→ **Aim of the exercise**
An exact copy of all the data is required, with pictures left out.

-- -- --

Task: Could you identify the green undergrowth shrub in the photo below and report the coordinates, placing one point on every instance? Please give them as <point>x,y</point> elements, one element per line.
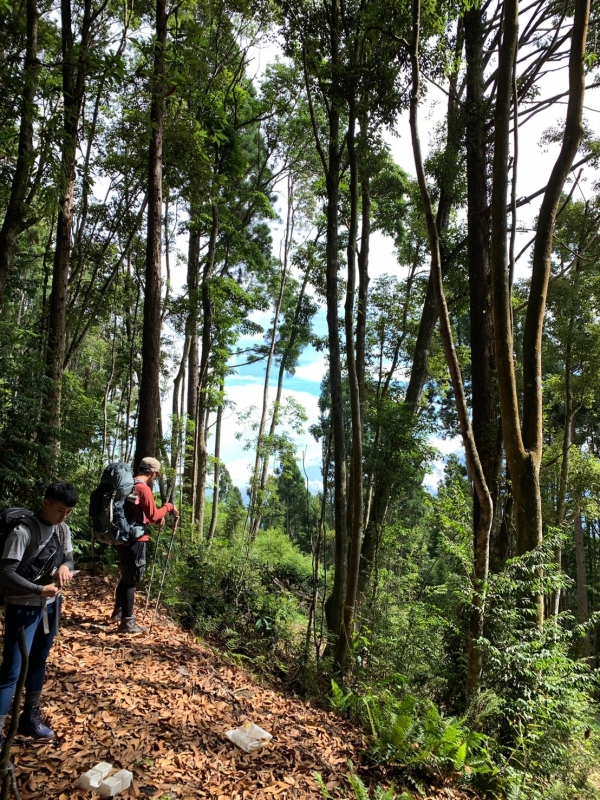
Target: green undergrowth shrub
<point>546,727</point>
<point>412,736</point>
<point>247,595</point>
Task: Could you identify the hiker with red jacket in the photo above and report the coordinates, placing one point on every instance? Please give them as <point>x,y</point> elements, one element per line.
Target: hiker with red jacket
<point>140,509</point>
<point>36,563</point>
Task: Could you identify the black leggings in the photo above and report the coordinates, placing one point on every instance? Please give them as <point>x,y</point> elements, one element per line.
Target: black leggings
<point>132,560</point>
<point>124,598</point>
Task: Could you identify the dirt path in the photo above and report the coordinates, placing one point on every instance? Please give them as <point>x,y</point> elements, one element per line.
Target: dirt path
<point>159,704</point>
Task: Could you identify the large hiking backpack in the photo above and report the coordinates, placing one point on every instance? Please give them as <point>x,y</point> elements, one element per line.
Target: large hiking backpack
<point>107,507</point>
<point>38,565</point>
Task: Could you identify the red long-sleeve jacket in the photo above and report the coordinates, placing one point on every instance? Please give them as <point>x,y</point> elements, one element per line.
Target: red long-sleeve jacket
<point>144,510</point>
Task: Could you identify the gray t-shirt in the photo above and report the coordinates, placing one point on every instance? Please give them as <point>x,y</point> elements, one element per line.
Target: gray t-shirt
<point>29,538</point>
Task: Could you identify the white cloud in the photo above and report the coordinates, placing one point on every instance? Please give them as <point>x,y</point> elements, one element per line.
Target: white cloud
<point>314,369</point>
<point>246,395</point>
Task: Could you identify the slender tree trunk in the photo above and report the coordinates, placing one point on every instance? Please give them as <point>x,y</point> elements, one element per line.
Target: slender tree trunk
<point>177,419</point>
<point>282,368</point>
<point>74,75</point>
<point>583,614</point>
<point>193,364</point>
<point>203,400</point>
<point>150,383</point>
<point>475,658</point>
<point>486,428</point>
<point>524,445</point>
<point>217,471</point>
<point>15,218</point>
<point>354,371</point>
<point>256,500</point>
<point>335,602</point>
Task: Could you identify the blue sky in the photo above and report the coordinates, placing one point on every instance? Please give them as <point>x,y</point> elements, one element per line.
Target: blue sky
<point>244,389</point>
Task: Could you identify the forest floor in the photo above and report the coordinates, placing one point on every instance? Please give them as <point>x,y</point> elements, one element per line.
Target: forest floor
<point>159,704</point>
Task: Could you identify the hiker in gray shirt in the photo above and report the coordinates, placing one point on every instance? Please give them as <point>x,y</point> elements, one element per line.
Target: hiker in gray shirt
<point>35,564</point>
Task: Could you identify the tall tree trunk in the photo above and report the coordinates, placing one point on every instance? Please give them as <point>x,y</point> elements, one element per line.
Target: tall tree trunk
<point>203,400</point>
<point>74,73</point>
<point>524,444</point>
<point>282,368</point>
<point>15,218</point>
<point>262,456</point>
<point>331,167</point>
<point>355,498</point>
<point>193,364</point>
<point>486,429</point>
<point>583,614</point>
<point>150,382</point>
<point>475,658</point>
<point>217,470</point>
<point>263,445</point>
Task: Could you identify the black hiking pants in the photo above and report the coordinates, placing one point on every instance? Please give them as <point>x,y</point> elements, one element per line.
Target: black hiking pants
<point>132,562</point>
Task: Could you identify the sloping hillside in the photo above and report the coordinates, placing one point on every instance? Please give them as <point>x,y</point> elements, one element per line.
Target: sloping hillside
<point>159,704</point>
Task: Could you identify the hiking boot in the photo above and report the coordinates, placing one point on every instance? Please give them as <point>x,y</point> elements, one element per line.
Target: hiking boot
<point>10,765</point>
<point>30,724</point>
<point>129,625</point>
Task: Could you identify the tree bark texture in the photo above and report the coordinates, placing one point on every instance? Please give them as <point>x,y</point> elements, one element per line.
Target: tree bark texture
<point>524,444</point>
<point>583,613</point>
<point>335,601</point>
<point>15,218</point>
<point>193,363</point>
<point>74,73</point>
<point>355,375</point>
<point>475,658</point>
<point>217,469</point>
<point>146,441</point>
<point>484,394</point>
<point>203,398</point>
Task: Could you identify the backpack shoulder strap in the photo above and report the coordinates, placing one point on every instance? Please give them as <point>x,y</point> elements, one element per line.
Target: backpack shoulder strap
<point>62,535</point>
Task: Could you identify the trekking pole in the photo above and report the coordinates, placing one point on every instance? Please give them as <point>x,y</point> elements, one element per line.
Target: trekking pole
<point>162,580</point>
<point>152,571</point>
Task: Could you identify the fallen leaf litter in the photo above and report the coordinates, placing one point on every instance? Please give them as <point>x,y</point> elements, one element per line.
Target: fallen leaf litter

-- -- --

→ **Finished task**
Task: Could you identify the green undergrowth shrub in the photo below and report the coordinates, placing one point on every instance? Please give them as <point>x,y</point> elements, one element per line.
Target: green undergrowth shrub
<point>546,727</point>
<point>412,736</point>
<point>247,595</point>
Task: Could you identify the hiker with red jacket in the photo above and report the coordinates, placing one point on every instance? Please give them as <point>x,y</point> elements, one element per line.
Target: hiker with red jacket
<point>140,509</point>
<point>36,563</point>
Task: Could you identify the black leggings in the photo above and report the coordinates, placing one point on every instance? Please give them as <point>x,y</point> elements, one element per line.
Target: black leggings
<point>132,560</point>
<point>124,598</point>
Task: Could you identify the dirt path in the photo above and report the coordinates, placing one point on every instance? Please give them as <point>x,y</point> elements, one element per line.
Target: dirt path
<point>159,704</point>
Task: Could you identify the large hiking backpack in the photo above and report the coordinates, placing one point on every instance? Please give them as <point>x,y</point> elements, one element per line.
Target: large hiking backpack
<point>107,507</point>
<point>38,565</point>
Task: Could you identify the red long-sleeve jacket in the photo above and report the coordinates, placing one point on every instance? Please give them as <point>x,y</point> elements, one element per line.
Target: red long-sleeve jacket
<point>144,510</point>
Task: Could you identify the gray t-shirt in the photo above and report the coordinates, placing one point on every instance? Please give them as <point>x,y</point> elements, one element per line.
Target: gray t-shirt
<point>29,538</point>
Task: Could you identify the white cloud in the photo above and report the coordinates, placing one point on every instance? Please give them as <point>x,y</point> elements, one element per line.
Target: white cloud
<point>314,369</point>
<point>246,395</point>
Task: Could you identify the slender tree trunk in the photo above and report the coordinates, placing one point on every instance? Please give them as <point>x,y</point> elements, one element per line.
Target: slender tree trunk
<point>177,419</point>
<point>282,368</point>
<point>74,75</point>
<point>583,614</point>
<point>193,364</point>
<point>203,400</point>
<point>150,383</point>
<point>475,658</point>
<point>486,428</point>
<point>524,445</point>
<point>217,471</point>
<point>15,218</point>
<point>354,371</point>
<point>256,500</point>
<point>335,602</point>
Task: Could you identify the blue sky in the photo above and report the coordinates, placing one point on every instance? Please give them as <point>x,y</point> elements, one element per line.
Target: blue sky
<point>244,389</point>
Task: Could you identify the forest floor in the photo above and report the coordinates, placing one point on every instance? Please give them as <point>x,y</point> elements, one element per line.
Target: forest floor
<point>159,704</point>
Task: Could you identify the hiker in gray shirt in the photo above and report the coordinates, placing one point on every instance? Please give them as <point>x,y</point> elements, one element per line.
Target: hiker in gray shirt
<point>35,564</point>
Task: Could you identify the tall tree trunk in the photo above and report the coordinates, placing one point on every instance? Please give them as <point>x,y</point> elements, one element per line.
Target: tall tree trunk
<point>203,400</point>
<point>74,73</point>
<point>524,444</point>
<point>282,368</point>
<point>15,218</point>
<point>262,456</point>
<point>331,167</point>
<point>355,498</point>
<point>193,364</point>
<point>486,429</point>
<point>583,614</point>
<point>150,382</point>
<point>475,658</point>
<point>217,470</point>
<point>263,445</point>
Task: Could you identify the black hiking pants in the photo above and report the coordinates, placing one point on every instance? Please give them as <point>x,y</point> elements, one element per line.
Target: black hiking pants
<point>132,562</point>
Task: Could you identify the sloping hillside in the photo above and report the coordinates, placing one point on every instance? Please give them as <point>x,y</point> elements, one element per line.
Target: sloping hillside
<point>159,704</point>
Task: Could you identify the hiking boot in the photo above and report the coordinates, placing one point on every instance? Please give them as <point>x,y</point> elements, one element per line.
Target: hiking boot
<point>10,765</point>
<point>30,724</point>
<point>129,625</point>
Task: Could you identify the tree bark texture in the photo above and report the coordinates, placing one point on every instance? Please give them as <point>x,y</point> elements, one element per line.
Target: tree bark texture
<point>524,444</point>
<point>583,613</point>
<point>335,601</point>
<point>15,218</point>
<point>193,363</point>
<point>74,73</point>
<point>355,375</point>
<point>475,658</point>
<point>217,469</point>
<point>146,441</point>
<point>484,394</point>
<point>203,398</point>
Task: Could you identify the backpack shoulder strap in the photo above and report the coordinates, placing one point on every instance? Please give them as <point>x,y</point> elements, one element per line.
Target: backpack shoulder strap
<point>62,535</point>
Task: Could you identify the trekking pole in the photo above and report the coordinates, placing one point on every instance? Please give them as <point>x,y</point> elements, one element per line.
Target: trekking pole
<point>162,580</point>
<point>152,571</point>
Task: Could you identify the fallen leaf litter in the photo above and report the coordinates, placing one point on every instance? Please give them as <point>x,y</point> elements, one element per line.
Target: fallen leaf litter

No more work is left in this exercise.